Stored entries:
___

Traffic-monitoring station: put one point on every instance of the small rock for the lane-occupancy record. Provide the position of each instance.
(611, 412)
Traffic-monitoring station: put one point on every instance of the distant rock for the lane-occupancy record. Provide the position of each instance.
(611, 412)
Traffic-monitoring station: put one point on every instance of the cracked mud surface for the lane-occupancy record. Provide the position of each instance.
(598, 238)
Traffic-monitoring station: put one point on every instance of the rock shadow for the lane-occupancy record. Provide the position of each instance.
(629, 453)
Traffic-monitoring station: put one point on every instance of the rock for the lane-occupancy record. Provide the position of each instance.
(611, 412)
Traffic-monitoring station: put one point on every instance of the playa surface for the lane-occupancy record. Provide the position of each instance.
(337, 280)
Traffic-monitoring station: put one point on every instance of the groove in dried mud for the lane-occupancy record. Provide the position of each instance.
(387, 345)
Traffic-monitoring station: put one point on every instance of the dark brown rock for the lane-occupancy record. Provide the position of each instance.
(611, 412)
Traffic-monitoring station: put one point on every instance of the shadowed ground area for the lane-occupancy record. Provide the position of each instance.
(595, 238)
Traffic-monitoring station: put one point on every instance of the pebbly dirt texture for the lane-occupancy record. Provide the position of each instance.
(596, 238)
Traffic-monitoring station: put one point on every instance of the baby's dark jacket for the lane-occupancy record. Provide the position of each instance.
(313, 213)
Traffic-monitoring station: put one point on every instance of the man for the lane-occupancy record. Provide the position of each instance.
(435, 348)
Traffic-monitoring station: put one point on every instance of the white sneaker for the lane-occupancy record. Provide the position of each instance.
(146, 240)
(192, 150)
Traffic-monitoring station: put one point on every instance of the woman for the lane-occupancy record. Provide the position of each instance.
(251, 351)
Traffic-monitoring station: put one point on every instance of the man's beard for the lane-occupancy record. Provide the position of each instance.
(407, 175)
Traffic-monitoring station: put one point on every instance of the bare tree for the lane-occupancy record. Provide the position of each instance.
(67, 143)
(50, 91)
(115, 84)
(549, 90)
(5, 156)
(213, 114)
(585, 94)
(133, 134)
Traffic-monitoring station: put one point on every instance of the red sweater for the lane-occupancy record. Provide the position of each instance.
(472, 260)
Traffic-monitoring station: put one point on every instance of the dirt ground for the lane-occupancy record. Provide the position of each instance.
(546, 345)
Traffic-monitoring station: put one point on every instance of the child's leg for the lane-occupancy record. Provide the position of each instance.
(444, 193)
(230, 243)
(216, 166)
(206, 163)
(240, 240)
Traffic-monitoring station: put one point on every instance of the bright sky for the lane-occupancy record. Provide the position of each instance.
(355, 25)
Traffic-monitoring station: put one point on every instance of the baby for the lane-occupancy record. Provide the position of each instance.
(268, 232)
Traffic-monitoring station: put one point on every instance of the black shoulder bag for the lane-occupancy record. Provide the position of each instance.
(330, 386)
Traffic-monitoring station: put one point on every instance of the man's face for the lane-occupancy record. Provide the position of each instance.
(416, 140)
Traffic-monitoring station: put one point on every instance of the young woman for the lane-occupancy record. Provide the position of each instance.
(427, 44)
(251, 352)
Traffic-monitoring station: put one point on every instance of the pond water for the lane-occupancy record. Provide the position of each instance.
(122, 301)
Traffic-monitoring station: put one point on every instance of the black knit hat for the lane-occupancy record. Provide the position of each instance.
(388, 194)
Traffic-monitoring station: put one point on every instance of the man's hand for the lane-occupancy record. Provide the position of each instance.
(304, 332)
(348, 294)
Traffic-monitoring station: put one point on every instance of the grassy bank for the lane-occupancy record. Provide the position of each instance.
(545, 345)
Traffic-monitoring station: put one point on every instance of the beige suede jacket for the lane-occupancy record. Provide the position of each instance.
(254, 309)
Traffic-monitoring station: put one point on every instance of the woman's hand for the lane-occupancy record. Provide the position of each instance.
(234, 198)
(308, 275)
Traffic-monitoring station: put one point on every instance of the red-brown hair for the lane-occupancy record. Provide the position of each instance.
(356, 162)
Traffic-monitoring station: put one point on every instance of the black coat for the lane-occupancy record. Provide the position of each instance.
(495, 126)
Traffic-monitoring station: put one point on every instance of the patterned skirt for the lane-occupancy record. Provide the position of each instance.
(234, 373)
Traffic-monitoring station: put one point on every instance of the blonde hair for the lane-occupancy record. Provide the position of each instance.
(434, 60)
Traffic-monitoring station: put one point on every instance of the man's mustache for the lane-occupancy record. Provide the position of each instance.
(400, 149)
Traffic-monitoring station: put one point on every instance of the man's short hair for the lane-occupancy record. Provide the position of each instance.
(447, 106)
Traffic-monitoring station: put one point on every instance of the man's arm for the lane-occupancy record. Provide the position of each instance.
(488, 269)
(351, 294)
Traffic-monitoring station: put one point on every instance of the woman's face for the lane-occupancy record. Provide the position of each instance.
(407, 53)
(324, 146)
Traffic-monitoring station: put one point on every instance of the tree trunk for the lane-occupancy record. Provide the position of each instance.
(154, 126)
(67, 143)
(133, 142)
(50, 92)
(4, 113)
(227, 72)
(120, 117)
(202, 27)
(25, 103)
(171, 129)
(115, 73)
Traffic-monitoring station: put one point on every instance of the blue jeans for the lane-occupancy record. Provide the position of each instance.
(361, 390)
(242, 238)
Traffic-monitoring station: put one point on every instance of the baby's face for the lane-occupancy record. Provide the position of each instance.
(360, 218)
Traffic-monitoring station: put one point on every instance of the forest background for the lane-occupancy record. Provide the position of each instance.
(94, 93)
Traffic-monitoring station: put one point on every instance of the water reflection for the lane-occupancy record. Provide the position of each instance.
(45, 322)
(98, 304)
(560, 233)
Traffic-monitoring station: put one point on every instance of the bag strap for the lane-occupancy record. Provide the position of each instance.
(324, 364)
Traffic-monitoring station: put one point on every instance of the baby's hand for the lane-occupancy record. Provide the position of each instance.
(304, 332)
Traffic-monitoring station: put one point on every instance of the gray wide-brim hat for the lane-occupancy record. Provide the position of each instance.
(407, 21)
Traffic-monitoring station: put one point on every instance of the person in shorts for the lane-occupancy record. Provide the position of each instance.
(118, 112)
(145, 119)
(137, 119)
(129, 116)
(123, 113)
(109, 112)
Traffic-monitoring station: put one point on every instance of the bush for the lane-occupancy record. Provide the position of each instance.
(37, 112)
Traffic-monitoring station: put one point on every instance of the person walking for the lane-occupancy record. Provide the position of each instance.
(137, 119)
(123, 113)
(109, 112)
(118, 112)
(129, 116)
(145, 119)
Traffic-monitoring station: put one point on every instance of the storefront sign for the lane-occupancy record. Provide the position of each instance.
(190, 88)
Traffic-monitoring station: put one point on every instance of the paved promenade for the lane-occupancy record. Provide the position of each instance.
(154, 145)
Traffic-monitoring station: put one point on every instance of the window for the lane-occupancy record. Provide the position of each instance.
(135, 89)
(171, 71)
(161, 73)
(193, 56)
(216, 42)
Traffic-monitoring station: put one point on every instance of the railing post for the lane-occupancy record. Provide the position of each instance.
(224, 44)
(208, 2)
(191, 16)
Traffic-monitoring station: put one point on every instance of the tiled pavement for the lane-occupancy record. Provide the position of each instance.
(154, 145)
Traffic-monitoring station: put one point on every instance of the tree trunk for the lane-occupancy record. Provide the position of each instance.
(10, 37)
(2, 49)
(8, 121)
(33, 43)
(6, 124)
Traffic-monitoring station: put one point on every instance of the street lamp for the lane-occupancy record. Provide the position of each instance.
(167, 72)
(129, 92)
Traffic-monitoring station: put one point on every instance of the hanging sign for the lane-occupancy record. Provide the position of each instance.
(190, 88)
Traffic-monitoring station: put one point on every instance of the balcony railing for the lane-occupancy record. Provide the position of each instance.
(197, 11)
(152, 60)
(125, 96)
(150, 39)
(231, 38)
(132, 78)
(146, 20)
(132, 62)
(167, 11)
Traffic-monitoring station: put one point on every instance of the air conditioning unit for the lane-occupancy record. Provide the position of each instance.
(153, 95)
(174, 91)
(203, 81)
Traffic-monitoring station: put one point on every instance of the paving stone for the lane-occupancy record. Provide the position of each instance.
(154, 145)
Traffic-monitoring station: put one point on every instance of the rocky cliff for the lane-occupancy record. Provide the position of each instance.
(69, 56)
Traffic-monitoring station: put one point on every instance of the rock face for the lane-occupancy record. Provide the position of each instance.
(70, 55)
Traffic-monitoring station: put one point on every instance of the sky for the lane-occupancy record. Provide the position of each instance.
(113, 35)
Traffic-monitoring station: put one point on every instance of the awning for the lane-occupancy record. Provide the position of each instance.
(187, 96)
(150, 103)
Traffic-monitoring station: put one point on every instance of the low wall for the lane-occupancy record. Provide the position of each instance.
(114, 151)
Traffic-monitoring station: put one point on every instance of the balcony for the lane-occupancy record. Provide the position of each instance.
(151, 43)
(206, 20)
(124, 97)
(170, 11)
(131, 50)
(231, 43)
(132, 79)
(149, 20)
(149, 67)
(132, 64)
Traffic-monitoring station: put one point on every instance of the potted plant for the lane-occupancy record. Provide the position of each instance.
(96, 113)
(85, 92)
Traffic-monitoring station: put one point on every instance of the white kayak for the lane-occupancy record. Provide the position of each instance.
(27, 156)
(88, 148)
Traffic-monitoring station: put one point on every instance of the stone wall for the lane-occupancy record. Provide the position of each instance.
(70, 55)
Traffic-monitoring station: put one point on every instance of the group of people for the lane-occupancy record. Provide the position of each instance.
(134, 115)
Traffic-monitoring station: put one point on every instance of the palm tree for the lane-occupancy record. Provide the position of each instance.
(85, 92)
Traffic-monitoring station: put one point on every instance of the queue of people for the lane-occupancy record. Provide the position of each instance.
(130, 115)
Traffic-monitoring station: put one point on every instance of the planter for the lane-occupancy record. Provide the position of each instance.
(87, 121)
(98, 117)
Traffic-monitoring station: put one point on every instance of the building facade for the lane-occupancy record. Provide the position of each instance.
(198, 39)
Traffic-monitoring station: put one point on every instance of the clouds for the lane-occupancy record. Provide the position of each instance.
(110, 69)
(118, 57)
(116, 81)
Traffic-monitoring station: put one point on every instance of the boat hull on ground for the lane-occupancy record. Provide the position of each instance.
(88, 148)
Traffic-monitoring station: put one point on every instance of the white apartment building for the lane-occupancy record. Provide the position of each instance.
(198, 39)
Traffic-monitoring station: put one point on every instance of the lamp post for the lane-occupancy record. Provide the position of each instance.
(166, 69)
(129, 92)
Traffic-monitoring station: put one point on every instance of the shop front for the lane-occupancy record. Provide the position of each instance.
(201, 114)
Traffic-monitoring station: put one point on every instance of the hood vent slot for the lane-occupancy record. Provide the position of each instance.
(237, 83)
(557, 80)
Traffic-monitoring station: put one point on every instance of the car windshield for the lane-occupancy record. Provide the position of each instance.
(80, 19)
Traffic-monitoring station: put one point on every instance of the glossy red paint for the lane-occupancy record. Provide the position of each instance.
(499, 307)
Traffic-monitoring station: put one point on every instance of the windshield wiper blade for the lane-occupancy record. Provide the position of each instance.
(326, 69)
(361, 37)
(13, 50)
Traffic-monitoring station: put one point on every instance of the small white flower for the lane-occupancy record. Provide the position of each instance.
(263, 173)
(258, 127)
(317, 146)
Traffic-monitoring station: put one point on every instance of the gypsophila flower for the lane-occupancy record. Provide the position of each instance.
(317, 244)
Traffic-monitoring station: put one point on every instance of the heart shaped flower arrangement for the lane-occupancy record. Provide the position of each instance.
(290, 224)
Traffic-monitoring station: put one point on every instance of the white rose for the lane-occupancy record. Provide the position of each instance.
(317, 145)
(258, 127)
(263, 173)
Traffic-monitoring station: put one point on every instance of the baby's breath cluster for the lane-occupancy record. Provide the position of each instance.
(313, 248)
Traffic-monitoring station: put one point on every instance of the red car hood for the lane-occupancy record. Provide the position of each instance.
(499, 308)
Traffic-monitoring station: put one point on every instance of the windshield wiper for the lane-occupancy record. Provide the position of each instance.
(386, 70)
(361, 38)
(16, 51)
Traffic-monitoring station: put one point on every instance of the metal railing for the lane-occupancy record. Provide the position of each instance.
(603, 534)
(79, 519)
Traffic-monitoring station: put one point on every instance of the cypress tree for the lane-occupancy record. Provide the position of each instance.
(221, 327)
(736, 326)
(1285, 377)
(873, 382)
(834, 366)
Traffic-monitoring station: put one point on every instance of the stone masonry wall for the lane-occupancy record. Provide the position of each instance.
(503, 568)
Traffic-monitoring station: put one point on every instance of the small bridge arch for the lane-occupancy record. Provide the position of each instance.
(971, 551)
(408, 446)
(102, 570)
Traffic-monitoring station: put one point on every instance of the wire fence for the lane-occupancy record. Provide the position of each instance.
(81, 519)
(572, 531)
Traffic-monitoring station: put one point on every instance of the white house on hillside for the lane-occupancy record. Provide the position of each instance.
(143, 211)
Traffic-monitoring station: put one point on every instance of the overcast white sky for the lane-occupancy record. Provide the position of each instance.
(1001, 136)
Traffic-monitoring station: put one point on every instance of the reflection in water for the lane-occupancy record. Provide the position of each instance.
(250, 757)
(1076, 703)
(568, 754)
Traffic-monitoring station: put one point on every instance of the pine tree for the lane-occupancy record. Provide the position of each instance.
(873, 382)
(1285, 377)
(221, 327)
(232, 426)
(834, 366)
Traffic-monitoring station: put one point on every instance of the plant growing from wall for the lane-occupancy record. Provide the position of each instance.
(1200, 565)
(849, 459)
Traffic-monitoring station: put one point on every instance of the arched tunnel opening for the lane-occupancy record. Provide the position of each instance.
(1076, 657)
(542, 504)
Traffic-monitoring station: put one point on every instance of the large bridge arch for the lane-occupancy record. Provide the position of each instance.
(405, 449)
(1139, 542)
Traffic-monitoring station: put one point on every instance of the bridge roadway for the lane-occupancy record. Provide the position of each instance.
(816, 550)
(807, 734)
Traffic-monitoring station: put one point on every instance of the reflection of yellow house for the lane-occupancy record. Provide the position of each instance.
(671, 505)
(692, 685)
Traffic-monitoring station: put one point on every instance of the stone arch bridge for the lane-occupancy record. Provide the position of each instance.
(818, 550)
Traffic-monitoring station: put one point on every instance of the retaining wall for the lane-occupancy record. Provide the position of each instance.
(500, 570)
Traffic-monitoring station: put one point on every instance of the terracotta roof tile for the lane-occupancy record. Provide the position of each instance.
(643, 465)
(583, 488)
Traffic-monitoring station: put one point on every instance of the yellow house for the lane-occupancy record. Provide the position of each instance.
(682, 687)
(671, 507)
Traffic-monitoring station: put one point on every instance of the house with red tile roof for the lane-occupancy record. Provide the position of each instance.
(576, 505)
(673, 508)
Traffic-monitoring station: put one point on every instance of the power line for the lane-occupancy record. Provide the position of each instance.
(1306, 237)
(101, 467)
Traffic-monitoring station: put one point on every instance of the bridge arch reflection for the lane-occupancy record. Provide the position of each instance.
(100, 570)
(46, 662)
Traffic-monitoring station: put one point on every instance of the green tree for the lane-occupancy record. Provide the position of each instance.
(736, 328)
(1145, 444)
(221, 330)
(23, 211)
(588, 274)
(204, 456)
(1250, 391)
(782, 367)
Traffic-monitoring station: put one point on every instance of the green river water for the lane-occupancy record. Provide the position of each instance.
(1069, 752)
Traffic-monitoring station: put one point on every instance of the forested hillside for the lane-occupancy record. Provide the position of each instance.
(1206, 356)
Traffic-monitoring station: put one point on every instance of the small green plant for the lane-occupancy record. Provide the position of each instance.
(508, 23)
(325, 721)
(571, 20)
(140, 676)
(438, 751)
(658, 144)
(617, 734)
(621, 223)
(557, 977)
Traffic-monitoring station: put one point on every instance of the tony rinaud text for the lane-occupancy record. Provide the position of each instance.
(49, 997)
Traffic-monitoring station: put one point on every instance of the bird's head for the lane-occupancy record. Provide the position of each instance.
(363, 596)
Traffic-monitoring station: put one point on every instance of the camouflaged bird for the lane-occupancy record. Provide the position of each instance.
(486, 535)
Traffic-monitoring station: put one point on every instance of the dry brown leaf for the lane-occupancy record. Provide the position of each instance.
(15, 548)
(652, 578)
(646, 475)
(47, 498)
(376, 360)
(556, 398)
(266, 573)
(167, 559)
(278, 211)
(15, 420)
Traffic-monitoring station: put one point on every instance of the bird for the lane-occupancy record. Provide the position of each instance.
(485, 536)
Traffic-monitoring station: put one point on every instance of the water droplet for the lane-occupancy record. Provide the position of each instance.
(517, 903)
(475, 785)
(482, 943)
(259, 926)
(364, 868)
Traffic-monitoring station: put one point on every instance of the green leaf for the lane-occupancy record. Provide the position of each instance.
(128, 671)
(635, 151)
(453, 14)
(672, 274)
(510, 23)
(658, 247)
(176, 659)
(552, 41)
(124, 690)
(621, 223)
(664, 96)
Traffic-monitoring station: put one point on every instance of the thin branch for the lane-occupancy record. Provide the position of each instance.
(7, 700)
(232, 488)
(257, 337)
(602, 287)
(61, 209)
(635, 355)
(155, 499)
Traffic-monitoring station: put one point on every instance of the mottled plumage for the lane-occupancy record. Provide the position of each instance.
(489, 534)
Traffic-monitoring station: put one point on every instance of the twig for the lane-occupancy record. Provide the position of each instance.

___

Take the line containing "the bird for" as the start and the last line of the data as the end, and reproduce that range exactly.

Traffic-monitoring station: put one point on every instance of the bird for the lane-occupancy record. Provide the position of each instance.
(485, 536)
Traffic-monitoring station: put one point on every instance of the water droplet for the lane-occupancy record. Provide the position of each instance.
(517, 903)
(475, 785)
(482, 943)
(259, 926)
(364, 868)
Traffic-monitoring station: put one point on every instance of the green leaf for the lane-occupancy record. Provide the position of each instance.
(128, 671)
(635, 151)
(453, 14)
(672, 274)
(510, 23)
(658, 247)
(176, 659)
(552, 41)
(124, 690)
(621, 223)
(664, 96)
Traffic-monitoring station: put one point on every instance of the thin branch for the lane-occupancy record. Provide the position of each instance.
(7, 700)
(232, 488)
(257, 337)
(602, 287)
(61, 209)
(635, 355)
(155, 499)
Traffic-monitoring station: put one point on every instance of the mottled plumage for the lane-occupancy record. Provide the position of each instance.
(489, 534)
Traffic-monitoring station: put one point on every instance of the twig for the lane-occupancy record. Provide the position of each instance.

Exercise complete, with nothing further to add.